Material provided ->
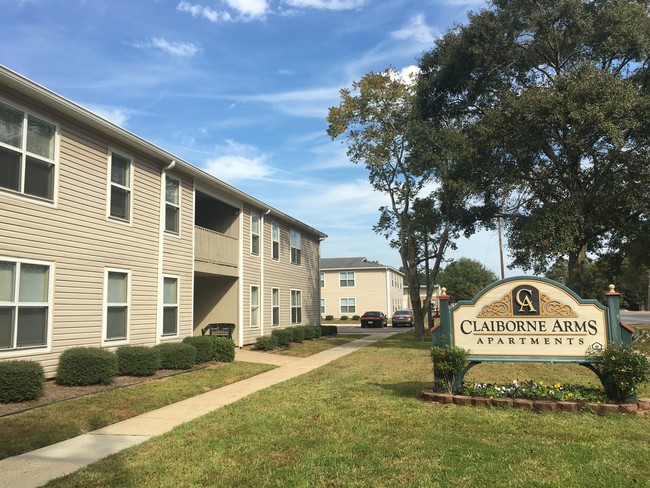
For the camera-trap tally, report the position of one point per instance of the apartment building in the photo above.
(107, 239)
(352, 286)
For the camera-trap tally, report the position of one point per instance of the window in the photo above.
(170, 305)
(255, 233)
(275, 237)
(275, 306)
(346, 278)
(295, 241)
(117, 305)
(348, 305)
(27, 148)
(24, 304)
(172, 205)
(120, 204)
(296, 307)
(255, 306)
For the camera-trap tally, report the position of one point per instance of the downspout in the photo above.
(161, 249)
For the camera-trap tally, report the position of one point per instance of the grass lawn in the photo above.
(359, 422)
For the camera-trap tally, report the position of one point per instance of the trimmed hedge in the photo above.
(283, 337)
(265, 343)
(20, 381)
(204, 347)
(84, 366)
(329, 330)
(224, 349)
(176, 355)
(137, 360)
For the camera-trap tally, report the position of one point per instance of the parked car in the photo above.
(374, 319)
(403, 318)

Work to be completed -> Copy all of the material above word for word, including every point, and leave the pictures out of your copy.

Full answer ->
For the camera-trap tally, report the position of one point per instance of the apartment building in the photo above.
(107, 239)
(352, 286)
For the camera-trap tally, report the position of one point per instance of the window in the photo above.
(170, 305)
(255, 233)
(275, 237)
(275, 306)
(346, 278)
(295, 241)
(117, 305)
(348, 305)
(27, 148)
(24, 304)
(172, 205)
(120, 204)
(296, 307)
(255, 306)
For the camera-trap tally, report the position of one point per instance of the downspout in the photo above.
(161, 249)
For the camera-trap tally, report the position of one point per instance of the grass lawn in the photo above.
(359, 422)
For the camera-trap tally, report the position of one point per instance of the trimmed hedge in the photo above.
(283, 337)
(265, 343)
(20, 381)
(204, 347)
(84, 366)
(329, 330)
(224, 349)
(176, 355)
(137, 360)
For the camera-trap tally, report the position of one point per instance of the parked car in the photo above.
(374, 319)
(403, 318)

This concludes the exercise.